[Text section]
Metabolic disorders are often associated with typical odors that can be identified in exhaled breath, sweat, or other human excrements. Ammonia odor, which is associated with renal diseases, and acetone odor, which is associated with diabetes, are two examples.
Image Credit: mi_viri/Shutterstock.com
Advancements in materials, sensors, electronics, and signal processing technologies have led to an exponential increase in the implementation and advancement of e-noses in recent decades. In many areas of science and industry, e-noses are used to analyze, identify, distinguish, categorize, and evaluate gas components or odors, among other things, and are of interest for a variety of applications.
For instance, in the food and beverage industry, e-noses are used to track production and define the quality of the finished product, while in pharmaceutical science, e-noses are used for formulation development and quality confirmation, as well as for air quality monitoring. Furthermore, e-noses are used in agriculture, water management, medicine, security systems, and a variety of other fields.
As a result, the focus of research published in the MDPI journal Biosensors was to see if liver dysfunction is generally recognized and if the level of abnormality can be classified using a wearable semiconducting MOx gas sensor-based e-nose in the context of experimental research.
Methodology
A system called “LiverTracer” was created as part of this research. It is based on an e-nose system that identifies and categorizes changes in VOCs from exhaled breath caused by liver issues and problems. As shown in Figure 1, this system consists of a measuring head that houses the sensor array and acts as a foundation for measurement control and data analysis.
Figure 1. Setup of the electronic nose system “LiverTracer.” Image Credit: Voss, et al. 2022
The basic unit was a “SPIROSTIK COMPLETE” spirometer. It includes a computer running Windows 10. This device was altered to meet the needs of the researcher.
On the software side, sensor management, data management, operator assistance (semi-automatic patient measurement), and data analysis were developed and integrated. Whereas, on the hardware side, the pump system for rinsing and readjusting the measuring head was developed and integrated. Figure 2 depicts the measurement regime’s basic principles.

Natural-language object grounding data:
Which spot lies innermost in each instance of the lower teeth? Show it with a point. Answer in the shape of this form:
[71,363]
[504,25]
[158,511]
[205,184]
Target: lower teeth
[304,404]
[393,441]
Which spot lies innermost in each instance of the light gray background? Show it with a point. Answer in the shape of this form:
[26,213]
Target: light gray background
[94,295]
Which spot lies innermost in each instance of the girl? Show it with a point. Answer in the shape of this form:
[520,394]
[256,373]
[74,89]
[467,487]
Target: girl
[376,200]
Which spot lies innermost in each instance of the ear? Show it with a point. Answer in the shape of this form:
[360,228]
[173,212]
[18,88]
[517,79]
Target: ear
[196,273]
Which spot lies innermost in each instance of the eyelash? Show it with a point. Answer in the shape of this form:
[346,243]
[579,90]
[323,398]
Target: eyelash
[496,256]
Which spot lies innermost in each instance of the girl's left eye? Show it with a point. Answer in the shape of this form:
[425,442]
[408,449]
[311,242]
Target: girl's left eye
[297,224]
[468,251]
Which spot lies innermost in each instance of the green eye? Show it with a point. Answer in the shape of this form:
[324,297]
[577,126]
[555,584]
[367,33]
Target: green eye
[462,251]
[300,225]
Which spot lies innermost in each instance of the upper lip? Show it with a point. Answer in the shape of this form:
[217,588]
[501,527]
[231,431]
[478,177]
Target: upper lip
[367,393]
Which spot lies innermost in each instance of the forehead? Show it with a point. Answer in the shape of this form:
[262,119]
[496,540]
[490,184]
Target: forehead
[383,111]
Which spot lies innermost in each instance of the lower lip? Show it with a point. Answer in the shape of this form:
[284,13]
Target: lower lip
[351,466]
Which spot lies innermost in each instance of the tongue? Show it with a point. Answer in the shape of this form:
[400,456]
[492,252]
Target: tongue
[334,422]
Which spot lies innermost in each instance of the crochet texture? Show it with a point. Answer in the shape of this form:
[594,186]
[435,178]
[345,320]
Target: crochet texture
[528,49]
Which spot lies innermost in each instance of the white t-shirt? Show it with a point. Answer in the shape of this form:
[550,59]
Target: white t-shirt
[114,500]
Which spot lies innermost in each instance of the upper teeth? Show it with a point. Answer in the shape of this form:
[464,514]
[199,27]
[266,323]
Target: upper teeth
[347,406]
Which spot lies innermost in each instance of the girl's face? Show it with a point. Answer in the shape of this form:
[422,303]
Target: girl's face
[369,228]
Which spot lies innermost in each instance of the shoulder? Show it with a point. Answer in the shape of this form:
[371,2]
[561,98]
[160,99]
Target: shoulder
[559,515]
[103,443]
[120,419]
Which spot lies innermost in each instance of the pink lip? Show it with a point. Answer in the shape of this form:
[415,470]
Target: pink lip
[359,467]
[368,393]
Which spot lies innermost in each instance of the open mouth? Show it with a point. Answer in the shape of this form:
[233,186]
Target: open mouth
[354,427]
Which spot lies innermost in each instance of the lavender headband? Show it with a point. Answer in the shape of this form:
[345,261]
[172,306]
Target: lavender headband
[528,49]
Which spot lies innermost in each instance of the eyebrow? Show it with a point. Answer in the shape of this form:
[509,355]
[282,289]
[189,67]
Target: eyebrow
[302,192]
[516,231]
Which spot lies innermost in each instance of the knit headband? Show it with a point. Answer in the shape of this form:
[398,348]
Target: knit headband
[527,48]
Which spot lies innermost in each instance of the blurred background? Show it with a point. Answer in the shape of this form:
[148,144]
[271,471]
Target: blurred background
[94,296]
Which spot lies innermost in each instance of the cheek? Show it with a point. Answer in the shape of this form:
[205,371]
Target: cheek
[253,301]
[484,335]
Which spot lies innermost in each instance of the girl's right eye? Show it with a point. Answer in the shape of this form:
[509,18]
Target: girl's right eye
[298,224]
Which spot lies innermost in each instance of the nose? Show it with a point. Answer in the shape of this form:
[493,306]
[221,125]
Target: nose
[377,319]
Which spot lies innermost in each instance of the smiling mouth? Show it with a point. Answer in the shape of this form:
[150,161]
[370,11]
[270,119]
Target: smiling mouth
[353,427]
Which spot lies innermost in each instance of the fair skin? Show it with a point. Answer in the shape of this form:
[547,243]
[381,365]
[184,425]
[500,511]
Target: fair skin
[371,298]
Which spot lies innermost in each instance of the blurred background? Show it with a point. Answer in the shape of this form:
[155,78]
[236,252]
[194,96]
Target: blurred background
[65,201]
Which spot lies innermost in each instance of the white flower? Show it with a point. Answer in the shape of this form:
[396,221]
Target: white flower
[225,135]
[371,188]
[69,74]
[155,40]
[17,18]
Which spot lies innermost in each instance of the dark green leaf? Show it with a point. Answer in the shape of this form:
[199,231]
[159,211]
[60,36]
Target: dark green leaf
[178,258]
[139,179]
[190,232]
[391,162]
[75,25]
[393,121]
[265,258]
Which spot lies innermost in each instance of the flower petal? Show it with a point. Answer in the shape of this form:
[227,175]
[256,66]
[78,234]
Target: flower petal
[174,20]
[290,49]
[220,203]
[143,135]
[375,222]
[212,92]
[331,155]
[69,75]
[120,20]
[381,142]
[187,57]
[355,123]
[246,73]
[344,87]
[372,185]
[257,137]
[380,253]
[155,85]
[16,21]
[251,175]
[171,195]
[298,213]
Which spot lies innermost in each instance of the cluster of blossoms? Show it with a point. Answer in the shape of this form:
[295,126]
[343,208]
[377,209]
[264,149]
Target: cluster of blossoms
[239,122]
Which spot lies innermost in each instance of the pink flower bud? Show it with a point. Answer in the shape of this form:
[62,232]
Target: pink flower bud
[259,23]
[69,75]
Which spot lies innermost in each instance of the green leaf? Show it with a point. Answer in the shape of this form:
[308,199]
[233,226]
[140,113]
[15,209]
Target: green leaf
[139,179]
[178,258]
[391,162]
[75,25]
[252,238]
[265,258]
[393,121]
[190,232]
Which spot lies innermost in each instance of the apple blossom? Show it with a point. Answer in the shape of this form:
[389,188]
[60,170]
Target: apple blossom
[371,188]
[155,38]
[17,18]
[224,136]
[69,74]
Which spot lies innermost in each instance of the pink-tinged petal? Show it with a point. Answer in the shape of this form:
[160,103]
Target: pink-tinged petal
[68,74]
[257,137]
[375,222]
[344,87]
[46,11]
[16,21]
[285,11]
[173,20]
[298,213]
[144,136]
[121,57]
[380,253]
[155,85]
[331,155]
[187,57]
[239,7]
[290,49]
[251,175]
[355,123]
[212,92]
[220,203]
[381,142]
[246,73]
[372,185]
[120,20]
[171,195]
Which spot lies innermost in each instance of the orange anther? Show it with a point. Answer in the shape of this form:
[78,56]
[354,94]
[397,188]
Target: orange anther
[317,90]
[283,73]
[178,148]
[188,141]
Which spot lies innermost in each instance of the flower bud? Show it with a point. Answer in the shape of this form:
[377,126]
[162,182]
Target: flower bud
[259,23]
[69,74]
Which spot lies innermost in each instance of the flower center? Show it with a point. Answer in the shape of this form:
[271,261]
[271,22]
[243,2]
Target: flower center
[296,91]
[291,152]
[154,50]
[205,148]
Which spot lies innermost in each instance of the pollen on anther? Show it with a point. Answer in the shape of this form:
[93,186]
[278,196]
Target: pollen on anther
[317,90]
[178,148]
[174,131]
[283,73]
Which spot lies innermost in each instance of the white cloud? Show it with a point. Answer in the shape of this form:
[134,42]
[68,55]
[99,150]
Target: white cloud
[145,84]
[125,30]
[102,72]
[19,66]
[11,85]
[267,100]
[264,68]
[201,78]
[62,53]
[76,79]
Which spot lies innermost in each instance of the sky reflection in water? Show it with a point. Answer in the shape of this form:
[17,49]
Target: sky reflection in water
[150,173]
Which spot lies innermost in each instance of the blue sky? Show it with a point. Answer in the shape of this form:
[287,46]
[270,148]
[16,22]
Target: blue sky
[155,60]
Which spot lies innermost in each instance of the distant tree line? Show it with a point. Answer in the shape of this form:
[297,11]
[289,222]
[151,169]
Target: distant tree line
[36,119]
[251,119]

[Activities]
[1] Answer these questions about the e-nose article above:
(a) Which odor does it link with diabetes?
(b) What spirometer served as the basic unit of the system?
(c) What was developed and integrated on the hardware side?
[2] Continue the e-nose article from its final sentence.

[Answers for the tasks]
[1]
(a) Acetone odor.
(b) The "SPIROSTIK COMPLETE" spirometer.
(c) The pump system for rinsing and readjusting the measuring head.

[2]
Figure 2. Flow chart of the LiverTracer measurement regime. Image Credit: Voss, et al. 2022
MATLAB R2019a was used to analyze the data. Outliers, technical issues, artifacts, and measurement errors were identified in the nine raw resistance waveforms. There were no measurements that had to be discarded. The relevant 30-second segments were derived from the measurement for the analysis of the corresponding breathing air segments, as shown in Figure 3b, and are denoted by vertical dashed lines.
This was done automatically based on the temperature measurement protocol, which clearly shows where the breath measurement begins and ends in Figure 3a, “bc1” and “bc2.”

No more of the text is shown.